ASSIGNMENT =>
Answer these questions from the post on extreme ideas for 2010 below:
(a) Which magazine's new issue features the collection of manifestos?
(b) Who wrote the idea "Promote Another Credit Crunch"?
(c) What average debt does the post say students graduate with?

PASSAGE PROVIDED =>
Monday 21 December 2009

Remove Universities, Tax People Outside Cities (and Other Extreme Ideas For 2010)

The new issue of Wired features a great collection of short radical manifestos from different authors for new policies in 2010 Britain. However, they are so extremely great, that they could be easily applied anywhere else. I strongly recommend you to read all of them, but below I made a review of my favorite ones.

  1. Tax People Who Live Outside Cities, because it's not sustainable - rural households have much higher CO2 emission per person (larger houses, more cars per houshold, etc.). If we tax cigarettes to reflect the harm, we should also tax lifestyles that are damaging health of our planet (by PD Smith).
  2. Turn Cities Into Self-Sufficient and Carbon Neutral Jungles, with eliminating using cars (walking, cycling and public transport is sufficient to move in the cities) and applying genetically modified (GM) crops everywhere, with making vertical farms on buildings (thick plantings of trees would absorb CO2 and extra luminescence genes would remove the requirement for city lights). Office building should be turned to high-tech beehives, shopping malls into bazaars and majority of buildings refurbished using bioarchitectural solutions, without building a new ones to save space and decrease the carbon footprint (by Paul McAuley).
  3. Promote Another Credit Crunch, our economy is based too much on financial services, which consume themselves. Let is collapse. (by John Lanchester).
  4. Slash Universities and Go Virtual, because it's too expensive and irrational to maintain the current system of higher education. Only 99 universities in England and Wales cost £8 billion of UK public money. Students graduate with an average debt of £20,000. To cut the costs we should revise and eliminate the pointless, non-vocational courses, make as much as we can online based, create more options for skill trainings. National service should be restored to promote social cohesion and civicmindedness in youngsters to get them out of negative circulation - we don't need university for this (by Glen Newey).
  5. Recycle dead and introduce them back into the food production :-) (by Dinos Chapman).

RECORDS =>
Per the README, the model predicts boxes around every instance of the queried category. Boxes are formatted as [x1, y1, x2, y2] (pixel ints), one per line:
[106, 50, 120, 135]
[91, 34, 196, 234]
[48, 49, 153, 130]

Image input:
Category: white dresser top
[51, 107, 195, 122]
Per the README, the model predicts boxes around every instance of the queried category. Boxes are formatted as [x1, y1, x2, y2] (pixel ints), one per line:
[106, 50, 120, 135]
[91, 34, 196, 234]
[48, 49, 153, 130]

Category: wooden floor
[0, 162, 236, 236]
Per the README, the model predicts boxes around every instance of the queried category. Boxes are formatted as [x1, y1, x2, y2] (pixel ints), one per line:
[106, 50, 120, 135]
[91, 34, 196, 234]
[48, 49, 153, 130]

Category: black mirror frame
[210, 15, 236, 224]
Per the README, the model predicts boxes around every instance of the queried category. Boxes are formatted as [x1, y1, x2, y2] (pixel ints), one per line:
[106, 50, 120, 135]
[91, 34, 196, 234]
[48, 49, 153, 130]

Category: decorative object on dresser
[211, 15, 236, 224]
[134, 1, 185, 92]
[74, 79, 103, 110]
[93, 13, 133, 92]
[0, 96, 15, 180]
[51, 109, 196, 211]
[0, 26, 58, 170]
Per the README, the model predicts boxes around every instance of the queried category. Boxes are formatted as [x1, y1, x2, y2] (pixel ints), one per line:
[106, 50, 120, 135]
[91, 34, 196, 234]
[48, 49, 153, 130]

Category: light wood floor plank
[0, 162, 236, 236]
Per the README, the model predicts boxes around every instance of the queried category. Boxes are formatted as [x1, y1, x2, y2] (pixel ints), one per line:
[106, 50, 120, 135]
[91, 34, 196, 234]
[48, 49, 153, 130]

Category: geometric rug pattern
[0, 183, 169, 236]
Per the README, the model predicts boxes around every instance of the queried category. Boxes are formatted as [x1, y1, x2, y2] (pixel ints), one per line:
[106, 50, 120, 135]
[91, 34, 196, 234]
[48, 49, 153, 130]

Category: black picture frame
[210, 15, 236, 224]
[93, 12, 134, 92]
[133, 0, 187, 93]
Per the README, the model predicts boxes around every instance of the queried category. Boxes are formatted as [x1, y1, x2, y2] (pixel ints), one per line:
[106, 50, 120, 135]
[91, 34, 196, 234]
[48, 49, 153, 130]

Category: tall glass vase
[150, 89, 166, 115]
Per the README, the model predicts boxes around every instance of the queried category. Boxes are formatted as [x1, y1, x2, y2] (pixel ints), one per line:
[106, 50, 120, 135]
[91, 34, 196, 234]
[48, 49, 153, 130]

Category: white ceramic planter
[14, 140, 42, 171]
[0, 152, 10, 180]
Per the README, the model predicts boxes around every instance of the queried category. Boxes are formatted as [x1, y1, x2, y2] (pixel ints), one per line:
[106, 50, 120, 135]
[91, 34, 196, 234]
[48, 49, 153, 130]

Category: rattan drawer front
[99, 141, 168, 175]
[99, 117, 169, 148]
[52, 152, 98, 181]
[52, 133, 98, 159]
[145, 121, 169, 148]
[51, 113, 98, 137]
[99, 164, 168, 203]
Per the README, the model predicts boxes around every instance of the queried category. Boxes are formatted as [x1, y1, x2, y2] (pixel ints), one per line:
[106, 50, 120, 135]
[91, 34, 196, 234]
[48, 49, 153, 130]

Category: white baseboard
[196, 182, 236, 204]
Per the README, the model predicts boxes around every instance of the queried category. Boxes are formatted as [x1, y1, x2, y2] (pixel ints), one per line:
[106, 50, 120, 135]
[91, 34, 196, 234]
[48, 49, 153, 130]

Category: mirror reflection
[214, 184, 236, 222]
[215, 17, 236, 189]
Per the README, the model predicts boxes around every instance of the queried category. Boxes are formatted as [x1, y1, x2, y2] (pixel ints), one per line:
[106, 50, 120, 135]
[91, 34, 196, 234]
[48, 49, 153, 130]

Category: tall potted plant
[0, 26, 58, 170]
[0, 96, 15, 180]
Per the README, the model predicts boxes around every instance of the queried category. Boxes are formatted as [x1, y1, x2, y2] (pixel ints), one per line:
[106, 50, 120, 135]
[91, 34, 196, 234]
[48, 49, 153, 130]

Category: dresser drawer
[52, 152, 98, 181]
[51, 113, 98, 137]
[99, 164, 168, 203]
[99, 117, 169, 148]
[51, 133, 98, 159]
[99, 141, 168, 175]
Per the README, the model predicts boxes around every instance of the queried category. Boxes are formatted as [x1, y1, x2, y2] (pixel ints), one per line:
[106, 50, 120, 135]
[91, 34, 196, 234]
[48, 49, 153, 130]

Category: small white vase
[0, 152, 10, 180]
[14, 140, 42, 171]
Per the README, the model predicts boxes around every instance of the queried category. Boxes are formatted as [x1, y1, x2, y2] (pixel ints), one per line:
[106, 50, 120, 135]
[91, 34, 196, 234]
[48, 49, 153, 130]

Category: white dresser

WRITTEN RESPONSE =>
(a) Wired
(b) John Lanchester
(c) £20,000